- INSTRUCTION -
Can you carry on the excerpt below about how the Emily Dickinson Museum and the Jane Addams Hull-House Museum portray their subjects, starting right after its last sentence?

- TEXT EXCERPT -
= = =

At the Museum, stories about Dickinson as an unusual woman offer contradictory narratives and restrict or dodge discussion about sexual identities. Some docents close off questioning by offering their interpretation of Emily as heterosexual and suggesting Emily and Susan were “like sisters.” At the museum, as in the show, painting Emily as unusual serves a cover; it ensures that there’s no need to linger on questions regarding Emily’s possible same-sex attractions and entanglements, which might make some visitors uncomfortable.


Some historians also argue that Jane Addams, the famed Chicago reformer, had relationships with women, against competing beliefs that she did not. Others suggest that while Addams might have been romantically involved with women, we ought not rely on contemporary sexual-identity categories to make sense of those entanglements.

If you visit the Jane Addams Hull-House Museum, in Chicago—or Amherst’s Emily Dickinson Museum—docents guide you around the former home of their subject, telling stories about their lives. In Chicago, we hear about Addams’s radical political activism, feminism, and unconventional living arrangements.

Docents tell visitors that Addams was once wanted by the FBI, and that she was one of the first women to win a Nobel Peace Prize. Photographs of Addams with a female partner adorn her bedroom, alongside text that provides details about their relationship—they requested a double bed when staying in hotels, contemplated adopting a child, and shared a holiday home. The museum sketches a portrait of Addams as unconventional in a politically progressive and positive way.

As we heard more references to the museum subjects’ unusual gender performances—for Emily Dickinson these comments focused on eccentricity, while for JaneAddams they focused on radicalism—we began to notice a similarity. We realized that both museums depict their subject as an unusual woman—a female actor who violates a range of gender norms—to convey their uncertain sexual identities in a palpable manner while also narrating their special qualities.

The Hull-House Museum presents a version of the unusual woman that questions normativity. Docents ask visitors questions about knowing and naming sexualities and encourage debate about whether it makes sense to apply contemporary labels to historical figures’ past feelings and actions. In this way, the museum embraces uncertainty and uses it to unsettle the notion of stable categories of gender and sexual identity.

= = =

[Source data]
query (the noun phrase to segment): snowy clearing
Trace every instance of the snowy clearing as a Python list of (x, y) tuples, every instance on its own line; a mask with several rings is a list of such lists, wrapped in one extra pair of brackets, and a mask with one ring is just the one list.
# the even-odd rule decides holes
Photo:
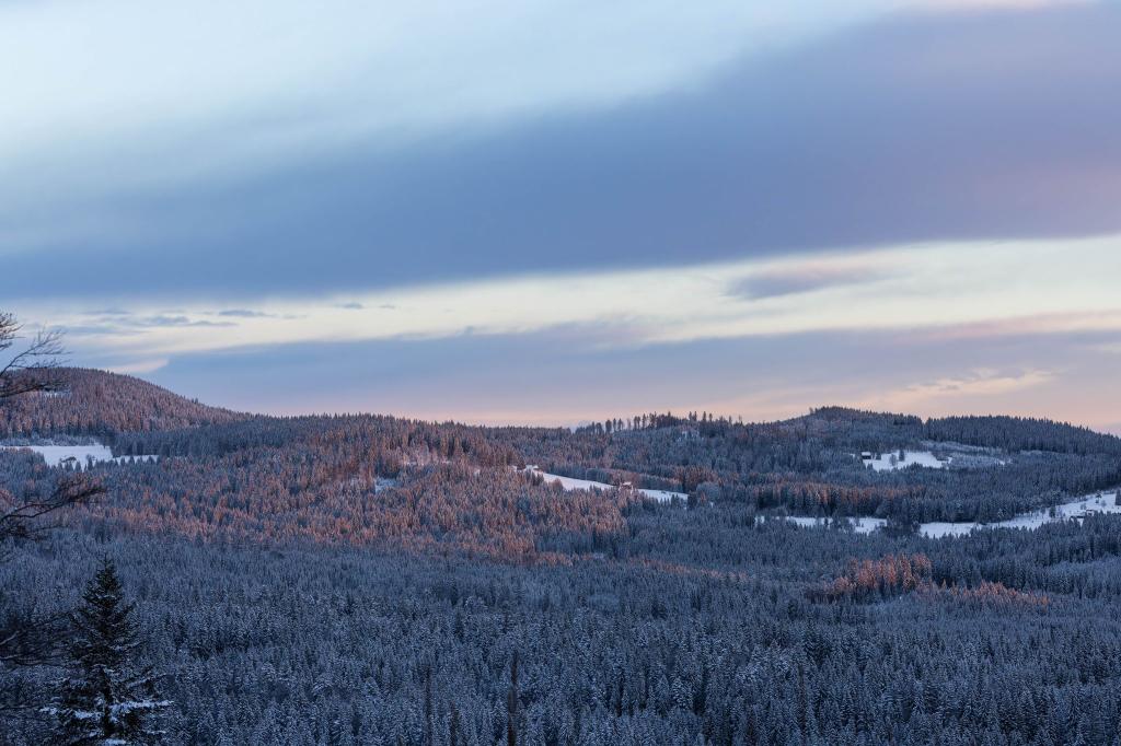
[(1094, 493), (1068, 503), (1056, 505), (1051, 509), (1021, 513), (1007, 521), (997, 523), (973, 523), (963, 521), (958, 523), (924, 523), (918, 530), (924, 537), (939, 539), (942, 537), (961, 537), (975, 529), (1028, 529), (1035, 530), (1047, 523), (1067, 521), (1074, 519), (1082, 521), (1087, 515), (1099, 513), (1121, 513), (1121, 505), (1118, 505), (1118, 497), (1121, 491)]
[(130, 464), (137, 461), (156, 463), (159, 460), (159, 456), (152, 455), (118, 456), (114, 458), (113, 451), (109, 448), (109, 446), (104, 446), (100, 442), (93, 442), (87, 446), (0, 446), (0, 448), (6, 450), (25, 448), (27, 450), (35, 451), (39, 456), (43, 456), (43, 460), (45, 460), (47, 466), (50, 467), (64, 466), (67, 463), (71, 463), (78, 468), (85, 468), (90, 461), (95, 464), (103, 461)]
[[(760, 516), (760, 519), (762, 517), (765, 516)], [(830, 519), (826, 517), (787, 515), (785, 516), (784, 520), (789, 521), (790, 523), (796, 523), (804, 529), (825, 529), (828, 528), (830, 525)], [(882, 529), (888, 523), (883, 519), (873, 519), (873, 517), (850, 517), (840, 520), (849, 521), (849, 523), (852, 525), (852, 530), (854, 533), (872, 533), (873, 531)]]
[[(539, 468), (536, 468), (536, 467), (529, 467), (529, 466), (527, 466), (526, 470), (527, 472), (531, 472), (532, 474), (540, 474), (541, 478), (544, 478), (545, 482), (547, 482), (549, 484), (552, 484), (554, 482), (559, 482), (560, 486), (563, 488), (565, 488), (565, 489), (568, 489), (568, 491), (572, 491), (572, 489), (618, 489), (618, 487), (615, 487), (614, 485), (606, 484), (604, 482), (592, 482), (590, 479), (574, 479), (572, 477), (563, 477), (563, 476), (560, 476), (558, 474), (549, 474), (547, 472), (543, 472), (543, 470), (540, 470)], [(674, 497), (677, 497), (678, 500), (686, 500), (688, 497), (688, 495), (686, 495), (684, 492), (668, 492), (666, 489), (645, 489), (642, 487), (636, 487), (634, 492), (641, 493), (646, 497), (649, 497), (650, 500), (655, 500), (655, 501), (657, 501), (659, 503), (668, 503), (668, 502), (673, 501)]]
[[(1056, 505), (1055, 507), (1031, 511), (1030, 513), (1021, 513), (1013, 519), (998, 521), (995, 523), (975, 523), (972, 521), (960, 521), (954, 523), (935, 521), (932, 523), (923, 523), (918, 526), (918, 532), (930, 539), (942, 539), (943, 537), (964, 537), (976, 529), (1028, 529), (1029, 531), (1032, 531), (1041, 525), (1046, 525), (1047, 523), (1056, 523), (1058, 521), (1075, 520), (1081, 522), (1082, 519), (1087, 515), (1106, 513), (1121, 514), (1121, 505), (1118, 505), (1119, 493), (1121, 493), (1121, 491), (1094, 493), (1093, 495), (1086, 495), (1085, 497), (1072, 500), (1068, 503), (1063, 503), (1060, 505)], [(760, 520), (765, 520), (765, 516), (760, 516)], [(787, 515), (785, 516), (785, 520), (808, 529), (824, 529), (828, 526), (830, 522), (830, 519), (826, 517), (812, 517), (805, 515)], [(882, 529), (888, 523), (883, 519), (874, 517), (855, 517), (849, 519), (849, 521), (853, 524), (853, 531), (864, 534)]]
[[(902, 454), (902, 458), (899, 455)], [(871, 466), (876, 472), (895, 472), (897, 469), (906, 469), (911, 466), (921, 466), (930, 469), (945, 468), (952, 458), (946, 458), (946, 460), (939, 459), (929, 450), (891, 450), (883, 454), (871, 454), (871, 458), (867, 458), (868, 454), (862, 457), (865, 466)]]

= = =

- RESPONSE TO THIS EXERCISE -
But while this may expand some visitors’ mindsets, it also risks preventing visitors from directly engaging with questions about historical figures’ sexualities, leaving them, instead, with an unspecified impression of unusualness. In other words: by presenting their subjects as unusual, these museums risk stifling, rather than encouraging, open and direct conversation.

Positing historical figures as “unusual” risks silencing contestation and debate over uncertain or contentious sexualities.

This is the work that cultural depictions of uncertain sexualities can do: either present characters as unusual—gesturing to the possibility of a nonnormative gender performance and/or sexual history—or discourage direct engagement with questions about a subject’s sexual past. At the Emily Dickinson Museum, relying on the unusual-woman trope means docents do not have to consistently and overtly characterize sexuality. At Hull-House, it allows them to avoid definitive characterizations while being upfront regarding speculations about Addams’s romantic attachments to women.

The writers of Dickinson might hope to do for Emily Dickinson what Hull-House does for Jane Addams’s reputation. Presenting the poet as unusual might unsettle or queer what the viewer thinks they know about Dickinson and her sexuality—and do so without having to claim a particular label or identity for her. They might even hope to unsettle the notion of stable sexual identity categories altogether.

Perhaps the show accomplishes these things for some viewers. But the concern is that even this accomplishment requires viewers to already be knowledgeable about Emily’s sexuality. A quick glance at reviews of Dickinson suggests that television reviewers don’t all know the facts of Emily and Susan’s relationship; indeed, some take this sexual relationship to be a verifiable fact, while others believe it to be—in line with the show’s other fantasies—an invention or exaggerated version of reality.

In this sense, by presenting everything as queer, Apple’s Dickinson risks falling back on a version of the unusual woman that is closer to the one we encountered at the Emily Dickinson Museum than to the one we found at Hull-House.

It is noteworthy that Dickinson presents Emily as the greatest freak of them all while also depicting her romantic and sexual relationship with a woman. We contend that these decisions are connected, and that rhetorically linking same-sex relationships to unusual women extends beyond Dickinson. And we contend that this linking has critical, even dangerous, implications. Positing historical figures as unusual risks silencing contestation and debate over uncertain or contentious sexualities. And this is true, unfortunately, even when one might hope to accomplish the opposite.